» **Exercise set**
**1)** Return the portion of the article on the first female Eagle Scouts that opens with the words containing "Local girls become" and closes with "female Eagle Scouts.", copied word for word.
**2)** Carry the news story about the first female Eagle Scouts forward, picking up after its final sentence.

» **Document passage**
#####
Local girls become some of nation’s first female Eagle Scouts
LAKE CHARLES, La. (KPLC) - A milestone for the Boy Scouts of America Organization today as nearly 1,000 girls are being honored with the highest rank in the organization. Among those honored are a few members of a local troop. Trinity Beer, Victoria Sherman, Kristen Darbonne, and Emily Staggemeier, all a part of Scout BSA’s Troop 8 at the Westlake Methodist Church, are among the inaugural class of the first female Eagle Scouts.
“I wanted to prove to myself and prove to everybody else, that it was possible for a girl to become an Eagle Scout,” says Victoria Sherman.
Mike Beer, CEO and Scout Executive for Calcasieu Area Council Boy Scouts of America, and father to Trinity Beer says, being girls and among the first women Eagle Scouts in the history of the organization doesn’t make certification any easier.
“There’s a separate handbook for the young women and the men. The content is the same, the pictures are different because again, they want to see images of themselves in the material.”
These four girls were among the first to join the Scouts BSA program in 2018, Darbonne and Staggmeier were inspired by their brothers’ scouting journey. Though Beer explains, allowing girls to join the organization was consumer-driven.
“Yes, there is a Girls Scout program. Their program is different than the Boy Scouts of America, it’s different than Cub Scouts, as far as what the focus is and what the objectives are. Both are terrific programs, both have been around for over a hundred years, but they’re different.”
Beer explains it’s not an easy task. Of the 130 million youth that has been a part of the organization, he says a little over 2 million have earned the high rank.
#####
» **Given records**
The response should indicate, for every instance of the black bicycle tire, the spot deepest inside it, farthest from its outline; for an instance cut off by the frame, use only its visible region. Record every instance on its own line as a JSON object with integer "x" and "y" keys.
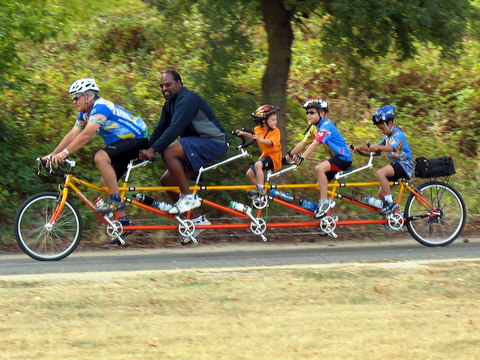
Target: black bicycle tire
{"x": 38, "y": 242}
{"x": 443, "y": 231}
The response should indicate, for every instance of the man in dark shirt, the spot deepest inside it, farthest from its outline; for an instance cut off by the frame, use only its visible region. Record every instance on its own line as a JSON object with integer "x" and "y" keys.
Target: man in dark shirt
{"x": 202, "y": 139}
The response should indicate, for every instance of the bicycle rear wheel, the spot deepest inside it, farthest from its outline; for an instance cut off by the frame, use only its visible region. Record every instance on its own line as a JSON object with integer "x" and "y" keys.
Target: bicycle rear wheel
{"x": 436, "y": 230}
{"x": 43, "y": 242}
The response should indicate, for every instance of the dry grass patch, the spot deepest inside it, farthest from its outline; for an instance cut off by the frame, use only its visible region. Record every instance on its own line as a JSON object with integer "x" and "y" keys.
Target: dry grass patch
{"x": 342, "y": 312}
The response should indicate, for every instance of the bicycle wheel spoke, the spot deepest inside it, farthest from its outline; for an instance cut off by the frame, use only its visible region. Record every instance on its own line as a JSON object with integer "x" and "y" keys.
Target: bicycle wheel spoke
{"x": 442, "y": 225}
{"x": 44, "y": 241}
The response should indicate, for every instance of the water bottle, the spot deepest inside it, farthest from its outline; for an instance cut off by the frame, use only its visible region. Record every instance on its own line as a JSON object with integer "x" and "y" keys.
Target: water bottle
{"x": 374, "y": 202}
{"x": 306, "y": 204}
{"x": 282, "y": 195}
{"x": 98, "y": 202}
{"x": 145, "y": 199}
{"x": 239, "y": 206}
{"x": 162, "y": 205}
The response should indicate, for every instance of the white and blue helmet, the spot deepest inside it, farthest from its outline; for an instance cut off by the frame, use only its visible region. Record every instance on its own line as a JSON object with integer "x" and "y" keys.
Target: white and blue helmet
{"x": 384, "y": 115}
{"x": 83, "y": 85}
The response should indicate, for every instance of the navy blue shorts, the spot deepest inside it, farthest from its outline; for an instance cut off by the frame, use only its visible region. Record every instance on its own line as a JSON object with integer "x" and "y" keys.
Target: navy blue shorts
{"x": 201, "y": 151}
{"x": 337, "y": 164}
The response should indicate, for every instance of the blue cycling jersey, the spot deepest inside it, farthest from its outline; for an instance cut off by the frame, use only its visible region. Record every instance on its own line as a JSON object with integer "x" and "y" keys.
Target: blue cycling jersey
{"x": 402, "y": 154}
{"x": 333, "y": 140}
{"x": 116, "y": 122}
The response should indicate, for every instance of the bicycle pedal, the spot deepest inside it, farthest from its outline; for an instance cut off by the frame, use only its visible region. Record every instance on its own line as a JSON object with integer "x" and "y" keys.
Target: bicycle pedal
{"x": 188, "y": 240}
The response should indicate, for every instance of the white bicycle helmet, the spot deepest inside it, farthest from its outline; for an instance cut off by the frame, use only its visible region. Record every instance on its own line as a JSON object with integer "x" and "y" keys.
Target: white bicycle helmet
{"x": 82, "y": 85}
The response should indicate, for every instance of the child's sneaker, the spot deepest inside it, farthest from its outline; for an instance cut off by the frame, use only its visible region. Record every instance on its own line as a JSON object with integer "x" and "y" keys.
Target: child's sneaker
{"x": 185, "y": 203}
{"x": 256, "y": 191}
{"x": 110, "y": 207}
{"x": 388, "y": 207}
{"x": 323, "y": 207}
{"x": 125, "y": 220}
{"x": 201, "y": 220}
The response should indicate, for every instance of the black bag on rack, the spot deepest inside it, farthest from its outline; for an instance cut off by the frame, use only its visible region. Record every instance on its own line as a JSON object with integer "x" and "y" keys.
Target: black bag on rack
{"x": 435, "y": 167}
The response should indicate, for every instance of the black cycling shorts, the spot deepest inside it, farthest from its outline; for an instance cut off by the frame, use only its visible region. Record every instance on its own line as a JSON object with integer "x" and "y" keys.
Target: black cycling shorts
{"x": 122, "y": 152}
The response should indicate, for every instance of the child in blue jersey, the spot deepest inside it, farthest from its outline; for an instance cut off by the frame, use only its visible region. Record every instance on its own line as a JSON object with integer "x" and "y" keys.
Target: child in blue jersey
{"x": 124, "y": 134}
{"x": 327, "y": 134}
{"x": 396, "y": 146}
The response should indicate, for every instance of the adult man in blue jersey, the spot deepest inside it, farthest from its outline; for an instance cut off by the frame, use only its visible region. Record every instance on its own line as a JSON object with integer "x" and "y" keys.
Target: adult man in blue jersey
#####
» **Replies**
**1)**
Local girls become some of nation’s first female Eagle Scouts
LAKE CHARLES, La. (KPLC) - A milestone for the Boy Scouts of America Organization today as nearly 1,000 girls are being honored with the highest rank in the organization. Among those honored are a few members of a local troop. Trinity Beer, Victoria Sherman, Kristen Darbonne, and Emily Staggemeier, all a part of Scout BSA’s Troop 8 at the Westlake Methodist Church, are among the inaugural class of the first female Eagle Scouts.

**2)**
“It’s a minimum requirement of 21 different merit badges, which are miniature college courses. And it ranges from something that’s as simple as completing a certain project, to something that takes over 3 months of documenting and budgeting and so forth.”
The girls also had to complete an Eagle Scout project, which consists of a service project benefitting the community. From Beer’s little free library to Sherman’s COVID-safe visiting box located at Stonebridge Place, the girls explained there were challenges they had to overcome.
“We did that. We’re Eagles now,” Darbonne says. “They can’t take that away from us and we’re among the first females that ever did that.”
Sunday night, they along with the entire inaugural class of female Eagle Scouts were honored by the organization in a virtual event.
The girls have yet to plan their cord of honor ceremony, something they’re looking forward to celebrating together. Though they say their journey doesn’t end here, they will be continuing to mentor young scouts, and can still earn more patches.